— start of DATA RECORDS —

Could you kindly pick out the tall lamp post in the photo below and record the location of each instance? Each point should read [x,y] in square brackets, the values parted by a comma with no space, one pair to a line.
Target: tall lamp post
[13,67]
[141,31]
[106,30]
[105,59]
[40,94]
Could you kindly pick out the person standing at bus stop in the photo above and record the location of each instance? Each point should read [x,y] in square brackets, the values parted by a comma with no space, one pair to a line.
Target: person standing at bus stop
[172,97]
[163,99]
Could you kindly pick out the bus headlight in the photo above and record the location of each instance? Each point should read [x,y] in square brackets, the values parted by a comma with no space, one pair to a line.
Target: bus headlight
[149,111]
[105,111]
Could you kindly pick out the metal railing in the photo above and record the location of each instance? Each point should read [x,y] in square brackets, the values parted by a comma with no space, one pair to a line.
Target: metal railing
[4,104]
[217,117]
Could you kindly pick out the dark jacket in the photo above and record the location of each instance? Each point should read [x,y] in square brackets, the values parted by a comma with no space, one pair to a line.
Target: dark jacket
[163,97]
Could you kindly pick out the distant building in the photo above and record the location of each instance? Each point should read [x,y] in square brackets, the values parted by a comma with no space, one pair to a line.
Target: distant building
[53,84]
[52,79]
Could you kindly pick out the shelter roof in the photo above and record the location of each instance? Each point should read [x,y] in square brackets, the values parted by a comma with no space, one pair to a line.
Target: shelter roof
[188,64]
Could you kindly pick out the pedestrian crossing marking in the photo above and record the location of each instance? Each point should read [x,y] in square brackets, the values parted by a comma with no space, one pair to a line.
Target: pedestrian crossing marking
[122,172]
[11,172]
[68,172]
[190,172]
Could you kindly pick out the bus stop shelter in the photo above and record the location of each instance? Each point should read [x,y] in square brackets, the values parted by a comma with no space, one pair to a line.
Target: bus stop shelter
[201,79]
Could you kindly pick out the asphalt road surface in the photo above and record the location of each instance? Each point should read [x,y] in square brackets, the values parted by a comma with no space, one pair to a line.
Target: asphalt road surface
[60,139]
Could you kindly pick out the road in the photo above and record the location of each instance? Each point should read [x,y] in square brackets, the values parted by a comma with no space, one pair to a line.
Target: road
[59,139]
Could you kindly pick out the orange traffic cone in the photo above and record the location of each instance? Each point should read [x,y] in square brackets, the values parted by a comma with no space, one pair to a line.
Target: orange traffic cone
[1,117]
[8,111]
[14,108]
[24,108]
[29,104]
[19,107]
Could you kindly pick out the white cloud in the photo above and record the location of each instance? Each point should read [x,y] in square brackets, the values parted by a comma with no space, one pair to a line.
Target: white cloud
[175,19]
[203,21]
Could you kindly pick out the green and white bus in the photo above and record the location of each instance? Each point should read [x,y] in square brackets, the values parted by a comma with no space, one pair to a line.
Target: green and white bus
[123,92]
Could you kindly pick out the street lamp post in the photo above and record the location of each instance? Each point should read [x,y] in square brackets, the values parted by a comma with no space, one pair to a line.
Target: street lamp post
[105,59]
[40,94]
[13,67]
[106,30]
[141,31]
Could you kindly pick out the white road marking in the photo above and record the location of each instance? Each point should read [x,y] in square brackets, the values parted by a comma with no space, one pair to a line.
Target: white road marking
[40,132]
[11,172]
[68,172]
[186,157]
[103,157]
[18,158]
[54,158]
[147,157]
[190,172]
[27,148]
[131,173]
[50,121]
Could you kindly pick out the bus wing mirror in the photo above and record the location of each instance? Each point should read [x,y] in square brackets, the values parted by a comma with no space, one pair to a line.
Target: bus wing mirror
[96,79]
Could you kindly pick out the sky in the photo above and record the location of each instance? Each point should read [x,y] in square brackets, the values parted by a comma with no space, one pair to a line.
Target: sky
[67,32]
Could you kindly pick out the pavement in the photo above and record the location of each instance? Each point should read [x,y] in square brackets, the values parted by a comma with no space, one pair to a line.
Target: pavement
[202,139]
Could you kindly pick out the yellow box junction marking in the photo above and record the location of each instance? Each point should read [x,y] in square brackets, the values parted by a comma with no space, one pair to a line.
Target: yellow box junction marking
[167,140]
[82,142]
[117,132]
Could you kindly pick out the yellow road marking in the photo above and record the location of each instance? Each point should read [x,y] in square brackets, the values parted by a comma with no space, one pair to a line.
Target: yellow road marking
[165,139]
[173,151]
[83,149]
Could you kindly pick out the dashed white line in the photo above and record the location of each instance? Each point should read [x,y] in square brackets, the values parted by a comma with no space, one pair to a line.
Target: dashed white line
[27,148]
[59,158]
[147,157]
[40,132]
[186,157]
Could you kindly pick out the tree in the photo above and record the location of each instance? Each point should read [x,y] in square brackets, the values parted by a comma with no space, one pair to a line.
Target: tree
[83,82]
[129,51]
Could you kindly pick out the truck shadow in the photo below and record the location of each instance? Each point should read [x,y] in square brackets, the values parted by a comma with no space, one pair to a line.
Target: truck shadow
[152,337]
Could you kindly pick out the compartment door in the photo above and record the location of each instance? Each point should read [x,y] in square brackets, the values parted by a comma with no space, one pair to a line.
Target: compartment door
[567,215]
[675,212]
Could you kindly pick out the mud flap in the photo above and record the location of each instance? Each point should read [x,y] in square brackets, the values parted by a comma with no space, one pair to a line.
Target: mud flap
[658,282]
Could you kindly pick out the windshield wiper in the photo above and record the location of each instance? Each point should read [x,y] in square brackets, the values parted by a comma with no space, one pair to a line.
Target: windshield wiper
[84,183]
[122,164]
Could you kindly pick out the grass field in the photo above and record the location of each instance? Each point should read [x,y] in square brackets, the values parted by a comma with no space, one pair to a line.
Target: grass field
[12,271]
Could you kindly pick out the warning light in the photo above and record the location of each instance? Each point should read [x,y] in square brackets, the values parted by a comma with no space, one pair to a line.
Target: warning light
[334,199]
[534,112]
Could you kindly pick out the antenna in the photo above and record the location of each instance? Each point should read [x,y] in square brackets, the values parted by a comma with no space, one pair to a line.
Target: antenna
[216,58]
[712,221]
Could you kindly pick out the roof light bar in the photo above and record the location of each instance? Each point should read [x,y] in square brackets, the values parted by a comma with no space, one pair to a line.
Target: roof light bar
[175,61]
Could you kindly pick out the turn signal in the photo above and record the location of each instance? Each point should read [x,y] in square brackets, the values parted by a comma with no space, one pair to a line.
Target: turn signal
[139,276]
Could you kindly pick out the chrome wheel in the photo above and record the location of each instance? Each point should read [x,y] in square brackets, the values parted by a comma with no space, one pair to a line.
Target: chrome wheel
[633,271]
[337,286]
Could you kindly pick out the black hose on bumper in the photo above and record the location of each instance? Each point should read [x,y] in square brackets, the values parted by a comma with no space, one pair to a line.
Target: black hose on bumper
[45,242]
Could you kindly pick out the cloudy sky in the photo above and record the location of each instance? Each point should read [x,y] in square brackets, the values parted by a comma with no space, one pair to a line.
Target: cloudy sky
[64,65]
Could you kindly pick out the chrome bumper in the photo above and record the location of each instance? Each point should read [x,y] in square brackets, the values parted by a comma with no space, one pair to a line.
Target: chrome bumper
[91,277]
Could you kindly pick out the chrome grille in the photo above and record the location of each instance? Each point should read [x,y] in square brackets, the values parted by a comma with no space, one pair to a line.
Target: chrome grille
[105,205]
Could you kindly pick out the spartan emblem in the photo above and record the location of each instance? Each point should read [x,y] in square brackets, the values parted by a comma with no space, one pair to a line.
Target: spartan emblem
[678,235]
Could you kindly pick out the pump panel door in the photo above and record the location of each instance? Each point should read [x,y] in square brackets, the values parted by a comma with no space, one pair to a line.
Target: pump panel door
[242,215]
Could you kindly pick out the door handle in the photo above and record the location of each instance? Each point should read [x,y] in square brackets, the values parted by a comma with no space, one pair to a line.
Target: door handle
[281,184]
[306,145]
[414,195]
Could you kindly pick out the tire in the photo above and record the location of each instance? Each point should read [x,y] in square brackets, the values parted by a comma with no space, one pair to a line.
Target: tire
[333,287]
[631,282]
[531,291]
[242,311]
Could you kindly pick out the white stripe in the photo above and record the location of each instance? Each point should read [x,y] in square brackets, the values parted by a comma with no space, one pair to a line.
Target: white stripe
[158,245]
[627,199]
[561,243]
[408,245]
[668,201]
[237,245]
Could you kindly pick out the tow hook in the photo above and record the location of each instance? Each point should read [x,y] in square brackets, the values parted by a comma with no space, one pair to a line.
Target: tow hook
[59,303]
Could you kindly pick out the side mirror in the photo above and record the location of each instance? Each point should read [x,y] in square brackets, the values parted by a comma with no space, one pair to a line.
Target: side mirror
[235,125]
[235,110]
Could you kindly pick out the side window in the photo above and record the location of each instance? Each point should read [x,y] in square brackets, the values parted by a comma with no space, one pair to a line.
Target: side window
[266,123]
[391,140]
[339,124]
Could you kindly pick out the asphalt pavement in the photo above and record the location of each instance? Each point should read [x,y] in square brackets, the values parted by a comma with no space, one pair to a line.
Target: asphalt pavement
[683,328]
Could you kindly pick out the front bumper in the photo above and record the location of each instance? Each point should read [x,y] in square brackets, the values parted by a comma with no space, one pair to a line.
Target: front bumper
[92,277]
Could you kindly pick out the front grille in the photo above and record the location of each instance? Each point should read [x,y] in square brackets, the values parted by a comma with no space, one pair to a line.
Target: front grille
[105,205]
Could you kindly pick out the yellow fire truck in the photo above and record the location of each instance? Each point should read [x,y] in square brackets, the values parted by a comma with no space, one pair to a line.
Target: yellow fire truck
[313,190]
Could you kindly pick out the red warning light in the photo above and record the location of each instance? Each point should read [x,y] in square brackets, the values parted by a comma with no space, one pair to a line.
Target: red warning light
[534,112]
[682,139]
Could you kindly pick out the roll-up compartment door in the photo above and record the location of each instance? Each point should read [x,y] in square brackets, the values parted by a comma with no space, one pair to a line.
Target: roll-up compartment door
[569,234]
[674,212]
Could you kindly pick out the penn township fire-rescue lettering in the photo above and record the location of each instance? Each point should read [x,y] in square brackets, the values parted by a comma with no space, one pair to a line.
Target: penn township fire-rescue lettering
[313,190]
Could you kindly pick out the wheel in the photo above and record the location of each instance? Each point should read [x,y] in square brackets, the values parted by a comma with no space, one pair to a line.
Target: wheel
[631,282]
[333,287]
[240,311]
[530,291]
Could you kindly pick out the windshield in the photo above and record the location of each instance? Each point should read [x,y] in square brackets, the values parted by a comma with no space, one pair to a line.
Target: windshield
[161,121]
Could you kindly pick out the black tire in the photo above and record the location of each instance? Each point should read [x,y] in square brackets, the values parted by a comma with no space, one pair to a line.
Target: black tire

— end of DATA RECORDS —

> [EXERCISE BRIEF] Repeat, character for character, the lines from the one that holds "Could you kindly pick out the roll-up" to the final line of the material, inclusive, and no other lines.

> [WORKED SOLUTION]
Could you kindly pick out the roll-up compartment door in the photo above and record the location of each instance? Each point should read [x,y] in square brackets, the values parted by a comma with no space, one pair to a line.
Target: roll-up compartment door
[569,234]
[674,212]
Could you kindly pick out the penn township fire-rescue lettering in the photo above and record the location of each instance? Each point should read [x,y] in square brackets, the values parted by a comma with no space, one pair to a line.
Target: penn township fire-rescue lettering
[313,190]
Could you kindly pick out the wheel in the photo above and record the location of each instance? Each point should read [x,y] in square brackets, the values parted by a comma with no space, one pair to a line.
Target: wheel
[631,282]
[333,287]
[240,311]
[530,291]
Could you kindly pick out the windshield in the photo above and record the location of each instance? Each point should read [x,y] in square brackets, the values parted by a comma with no space, one pair to a line.
Target: windshield
[161,121]
Could you kindly pick out the black tire in the photo above and record the location of each instance? Each point should read [x,y] in square brackets, the values parted by a comma with no space, one pair to a line.
Target: black tire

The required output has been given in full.